**GOAL OF THE EXERCISE**
Lines from the entries below that hold "Target" form the answer; copy all of them.

BEGIN INFORMATION SHOWN

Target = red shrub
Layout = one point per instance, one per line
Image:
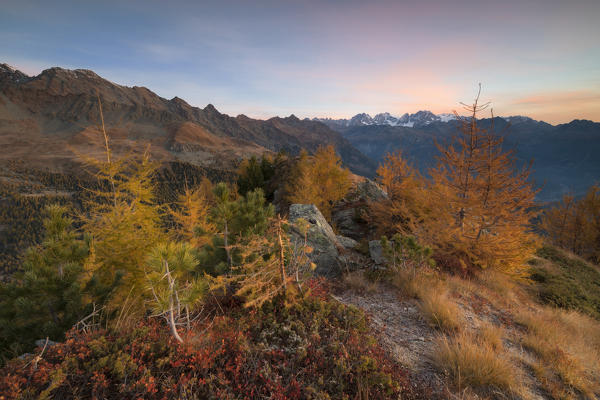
(312, 349)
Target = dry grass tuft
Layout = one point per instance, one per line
(441, 311)
(491, 334)
(357, 282)
(567, 344)
(412, 286)
(469, 361)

END INFORMATION SHOWN

**RESPONSE TO THIS TASK**
Target = red shrub
Target = dry grass tuft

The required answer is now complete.